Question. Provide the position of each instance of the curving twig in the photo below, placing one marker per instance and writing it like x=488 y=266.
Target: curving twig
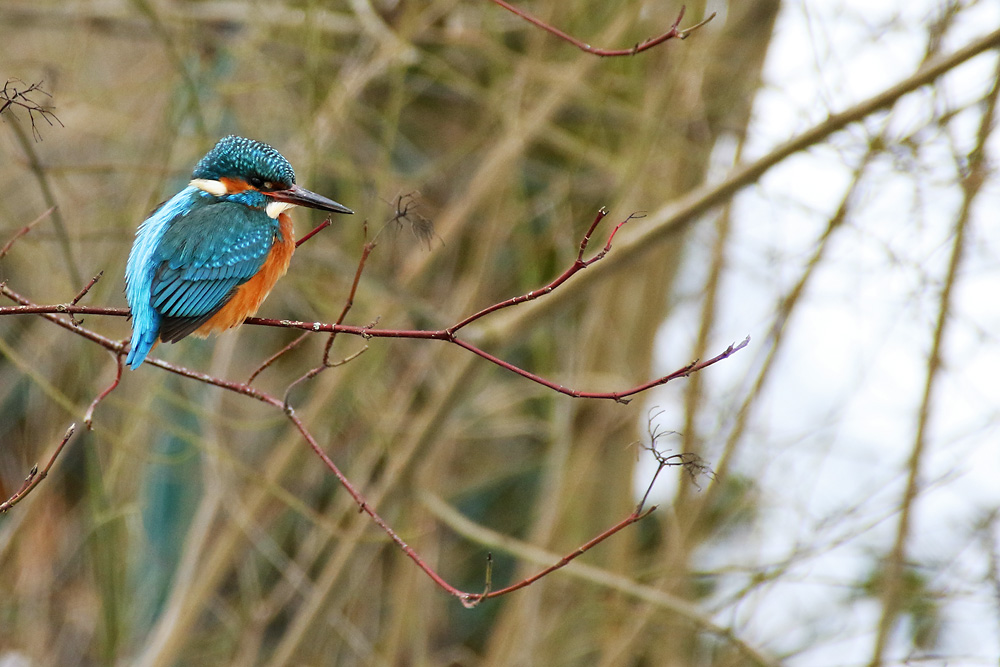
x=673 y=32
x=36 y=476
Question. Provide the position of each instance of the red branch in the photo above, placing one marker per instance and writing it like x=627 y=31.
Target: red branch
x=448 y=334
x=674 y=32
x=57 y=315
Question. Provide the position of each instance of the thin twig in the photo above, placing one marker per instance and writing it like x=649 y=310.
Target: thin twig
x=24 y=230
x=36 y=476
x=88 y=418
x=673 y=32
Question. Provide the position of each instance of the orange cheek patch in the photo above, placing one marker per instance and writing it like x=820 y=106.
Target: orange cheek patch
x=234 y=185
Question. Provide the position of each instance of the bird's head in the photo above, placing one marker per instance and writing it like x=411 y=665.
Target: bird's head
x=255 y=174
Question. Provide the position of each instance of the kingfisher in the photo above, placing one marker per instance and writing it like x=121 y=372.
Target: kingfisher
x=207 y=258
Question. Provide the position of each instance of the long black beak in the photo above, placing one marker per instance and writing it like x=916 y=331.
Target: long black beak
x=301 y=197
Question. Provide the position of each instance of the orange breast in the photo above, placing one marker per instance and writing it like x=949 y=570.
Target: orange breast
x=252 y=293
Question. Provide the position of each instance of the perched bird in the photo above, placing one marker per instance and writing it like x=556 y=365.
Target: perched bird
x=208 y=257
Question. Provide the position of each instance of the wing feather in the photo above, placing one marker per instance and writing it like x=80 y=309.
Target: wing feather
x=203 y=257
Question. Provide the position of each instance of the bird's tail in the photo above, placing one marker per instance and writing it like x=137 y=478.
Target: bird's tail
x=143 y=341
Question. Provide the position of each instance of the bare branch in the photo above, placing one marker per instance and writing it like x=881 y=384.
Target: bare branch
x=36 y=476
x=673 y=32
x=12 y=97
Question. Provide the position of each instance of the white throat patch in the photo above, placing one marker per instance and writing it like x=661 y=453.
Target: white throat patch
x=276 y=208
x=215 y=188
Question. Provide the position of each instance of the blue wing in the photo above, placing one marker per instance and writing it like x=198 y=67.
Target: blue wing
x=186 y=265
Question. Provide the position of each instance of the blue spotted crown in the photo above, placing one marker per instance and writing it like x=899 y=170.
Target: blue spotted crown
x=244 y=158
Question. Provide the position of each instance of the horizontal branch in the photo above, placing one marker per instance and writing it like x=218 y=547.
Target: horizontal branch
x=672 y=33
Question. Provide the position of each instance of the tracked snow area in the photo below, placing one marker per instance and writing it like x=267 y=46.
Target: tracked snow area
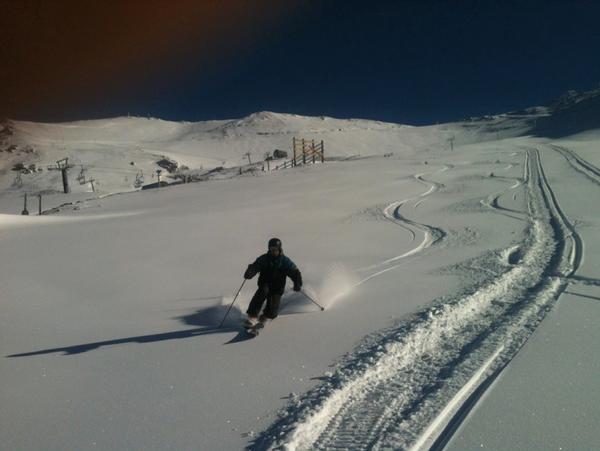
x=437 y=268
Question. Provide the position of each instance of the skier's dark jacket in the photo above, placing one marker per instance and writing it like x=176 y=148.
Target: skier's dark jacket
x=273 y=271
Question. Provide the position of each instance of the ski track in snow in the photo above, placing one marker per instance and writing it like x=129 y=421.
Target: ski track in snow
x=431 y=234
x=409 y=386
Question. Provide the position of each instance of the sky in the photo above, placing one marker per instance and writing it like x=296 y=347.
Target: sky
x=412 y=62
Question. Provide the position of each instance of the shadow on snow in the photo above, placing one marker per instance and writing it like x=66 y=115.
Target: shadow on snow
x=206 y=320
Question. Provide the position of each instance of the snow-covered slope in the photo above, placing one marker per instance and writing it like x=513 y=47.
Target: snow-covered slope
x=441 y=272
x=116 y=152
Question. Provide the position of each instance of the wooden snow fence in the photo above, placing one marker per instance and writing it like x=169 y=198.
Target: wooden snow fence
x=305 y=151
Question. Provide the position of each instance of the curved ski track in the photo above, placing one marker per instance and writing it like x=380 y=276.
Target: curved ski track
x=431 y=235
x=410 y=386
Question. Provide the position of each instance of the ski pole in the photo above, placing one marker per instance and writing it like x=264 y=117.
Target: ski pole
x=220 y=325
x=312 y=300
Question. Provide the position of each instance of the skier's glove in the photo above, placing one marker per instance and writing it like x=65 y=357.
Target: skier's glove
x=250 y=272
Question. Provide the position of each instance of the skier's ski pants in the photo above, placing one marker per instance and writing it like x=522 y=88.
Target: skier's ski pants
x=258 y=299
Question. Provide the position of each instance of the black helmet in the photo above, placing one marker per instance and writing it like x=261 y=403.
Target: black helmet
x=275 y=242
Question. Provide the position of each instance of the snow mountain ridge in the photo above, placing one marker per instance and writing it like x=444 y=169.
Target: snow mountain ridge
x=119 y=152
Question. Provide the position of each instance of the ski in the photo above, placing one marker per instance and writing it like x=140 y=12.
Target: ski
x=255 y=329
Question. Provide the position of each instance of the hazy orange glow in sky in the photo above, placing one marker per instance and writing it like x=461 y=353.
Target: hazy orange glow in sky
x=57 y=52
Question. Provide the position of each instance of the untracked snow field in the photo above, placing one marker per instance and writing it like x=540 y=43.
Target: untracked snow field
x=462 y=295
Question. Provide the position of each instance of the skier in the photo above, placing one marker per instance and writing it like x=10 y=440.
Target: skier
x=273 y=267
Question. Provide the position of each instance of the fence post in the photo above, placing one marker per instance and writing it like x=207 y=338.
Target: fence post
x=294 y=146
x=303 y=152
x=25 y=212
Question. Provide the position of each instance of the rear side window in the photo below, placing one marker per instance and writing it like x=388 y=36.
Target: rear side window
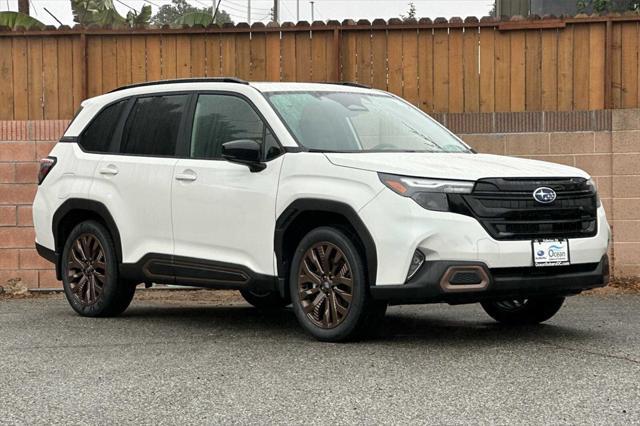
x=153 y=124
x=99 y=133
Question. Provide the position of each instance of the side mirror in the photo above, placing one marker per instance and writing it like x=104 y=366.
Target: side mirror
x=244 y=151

TO DO -
Format the material above as a Markdown table with two columns, No. and Entry, giving each line its own numbered row and omitting blank lines. Leave the pictures out of the answer.

EXERCISE SOLUTION -
| No. | Entry |
|---|---|
| 1 | Question. Provide the position of each instance of the curving twig in the photo below, placing one marker per instance and writing it like x=488 y=266. |
| 2 | Target: curving twig |
| 3 | x=673 y=32 |
| 4 | x=36 y=476 |
| 5 | Question. Provide the position of each instance of the red branch in the photo above, placing one marker per instance and writing it like x=627 y=31. |
| 6 | Target: red branch |
| 7 | x=448 y=334 |
| 8 | x=674 y=32 |
| 9 | x=57 y=315 |
| 10 | Question. Provide the position of each instance of the thin twig in the photo above, placing one marker per instance and writing it like x=649 y=310. |
| 11 | Target: thin twig |
| 12 | x=24 y=230 |
| 13 | x=36 y=476 |
| 14 | x=88 y=418 |
| 15 | x=673 y=32 |
| 16 | Question. Provide the position of each instance of the orange cheek patch in the photo above, placing one marker per instance and writing it like x=820 y=106. |
| 17 | Target: orange cheek patch |
| 18 | x=234 y=185 |
| 19 | Question. Provide the position of each instance of the bird's head in the photo above, placing one marker per instance and writing it like x=411 y=665. |
| 20 | Target: bird's head |
| 21 | x=255 y=174 |
| 22 | Question. Provide the position of each instance of the kingfisher in the photo above, placing one marker per instance and writing it like x=121 y=372. |
| 23 | Target: kingfisher |
| 24 | x=207 y=258 |
| 25 | Question. Provide the position of each instance of the long black beak in the photo above, placing one marker per instance and writing it like x=916 y=331. |
| 26 | Target: long black beak |
| 27 | x=301 y=197 |
| 28 | Question. Provide the position of each instance of the orange breast in the photo above, placing one marker per instance and writing it like x=949 y=570. |
| 29 | Target: orange breast |
| 30 | x=252 y=293 |
| 31 | Question. Provide the position of each instance of the perched bird in the photo above, placing one marker per instance and writing it like x=556 y=365. |
| 32 | Target: perched bird |
| 33 | x=208 y=257 |
| 34 | Question. Provide the position of each instance of the wing feather in the photo above, placing one marker per instance and writing it like x=80 y=309. |
| 35 | Target: wing feather |
| 36 | x=203 y=257 |
| 37 | Question. Provide the position of each instance of the bird's tail in the photo above, placing one marker per instance and writing it like x=137 y=478. |
| 38 | Target: bird's tail |
| 39 | x=143 y=341 |
| 40 | Question. Provide the position of each instance of the bare branch in the photo above, placing one marker per instance and writing it like x=881 y=384. |
| 41 | Target: bare branch |
| 42 | x=36 y=476 |
| 43 | x=673 y=32 |
| 44 | x=12 y=97 |
| 45 | Question. Provide the position of each instance of the white throat patch in the photo above, placing one marker per instance and writing it like x=661 y=453. |
| 46 | Target: white throat patch |
| 47 | x=276 y=208 |
| 48 | x=215 y=188 |
| 49 | Question. Provide the position of each instance of the blue wing in the photo above, placing one marker per instance and writing it like x=198 y=67. |
| 50 | Target: blue wing |
| 51 | x=186 y=265 |
| 52 | Question. Provide the position of each instance of the blue spotted crown in the photo above, placing one marker per instance and writing it like x=899 y=170. |
| 53 | Target: blue spotted crown |
| 54 | x=244 y=158 |
| 55 | Question. Provide the position of each instance of the horizontal branch in the photo above, placing one marker per instance and writing it like x=218 y=547. |
| 56 | Target: horizontal branch |
| 57 | x=672 y=33 |
| 58 | Question. Provide the position of each instance of the tracked snow area in the photo below, placing one marker per instance and writing it like x=267 y=46. |
| 59 | Target: tracked snow area |
| 60 | x=437 y=268 |
| 61 | Question. Provide the position of each instance of the skier's dark jacket in the photo above, placing one marker per instance and writing it like x=176 y=148. |
| 62 | Target: skier's dark jacket |
| 63 | x=273 y=271 |
| 64 | Question. Provide the position of each instance of the ski track in snow in the photo above, placing one marker per instance and writing it like x=129 y=421. |
| 65 | Target: ski track in snow |
| 66 | x=431 y=234 |
| 67 | x=409 y=386 |
| 68 | Question. Provide the position of each instance of the sky in the photo above, placing one marker per instance and writing it like x=296 y=347. |
| 69 | Target: sky |
| 70 | x=412 y=62 |
| 71 | Question. Provide the position of each instance of the shadow on snow in the photo above, placing one marker per instance and writing it like x=66 y=115. |
| 72 | Target: shadow on snow |
| 73 | x=206 y=320 |
| 74 | Question. Provide the position of each instance of the snow-covered slope in the photo above, placing one marker per instance and writing it like x=513 y=47. |
| 75 | Target: snow-covered slope |
| 76 | x=441 y=272 |
| 77 | x=116 y=152 |
| 78 | Question. Provide the position of each instance of the wooden snow fence in the photo above, placing one marker per instance and writing it like x=169 y=198. |
| 79 | Target: wooden snow fence |
| 80 | x=305 y=151 |
| 81 | Question. Provide the position of each instance of the curved ski track in the photo above, placing one marker per instance and writing it like x=380 y=276. |
| 82 | Target: curved ski track |
| 83 | x=431 y=235 |
| 84 | x=410 y=386 |
| 85 | Question. Provide the position of each instance of the ski pole in the photo above, placing one marker per instance and writing it like x=264 y=117. |
| 86 | Target: ski pole |
| 87 | x=220 y=325 |
| 88 | x=312 y=300 |
| 89 | Question. Provide the position of each instance of the skier's glove in the photo above, placing one marker per instance and writing it like x=65 y=357. |
| 90 | Target: skier's glove |
| 91 | x=250 y=272 |
| 92 | Question. Provide the position of each instance of the skier's ski pants in the photo above, placing one marker per instance and writing it like x=522 y=88. |
| 93 | Target: skier's ski pants |
| 94 | x=258 y=299 |
| 95 | Question. Provide the position of each instance of the black helmet in the photo above, placing one marker per instance and writing it like x=261 y=403. |
| 96 | Target: black helmet |
| 97 | x=275 y=242 |
| 98 | Question. Provide the position of each instance of the snow mountain ridge in the photo above, placing one marker per instance and writing it like x=444 y=169. |
| 99 | Target: snow mountain ridge |
| 100 | x=119 y=152 |
| 101 | Question. Provide the position of each instance of the ski in the photo above, placing one marker per instance and writing it like x=140 y=12. |
| 102 | Target: ski |
| 103 | x=255 y=329 |
| 104 | Question. Provide the position of each instance of the hazy orange glow in sky in the photo above, placing one marker per instance and writing it like x=461 y=353. |
| 105 | Target: hazy orange glow in sky |
| 106 | x=57 y=52 |
| 107 | Question. Provide the position of each instance of the untracked snow field in the photo above, placing one marker per instance and writing it like x=540 y=43. |
| 108 | Target: untracked snow field |
| 109 | x=462 y=295 |
| 110 | Question. Provide the position of each instance of the skier in the photo above, placing one marker per instance and writing it like x=10 y=440. |
| 111 | Target: skier |
| 112 | x=273 y=267 |
| 113 | Question. Provide the position of each instance of the fence post in the photo above, placing one marker per instance and writing it like x=207 y=338. |
| 114 | Target: fence post |
| 115 | x=294 y=146 |
| 116 | x=303 y=152 |
| 117 | x=25 y=212 |
| 118 | Question. Provide the position of each instance of the rear side window in the photo below, placing one marker per instance and writing it like x=388 y=36. |
| 119 | Target: rear side window |
| 120 | x=153 y=124 |
| 121 | x=99 y=133 |
| 122 | Question. Provide the position of each instance of the side mirror in the photo above, placing one marker per instance and writing it like x=104 y=366. |
| 123 | Target: side mirror |
| 124 | x=244 y=151 |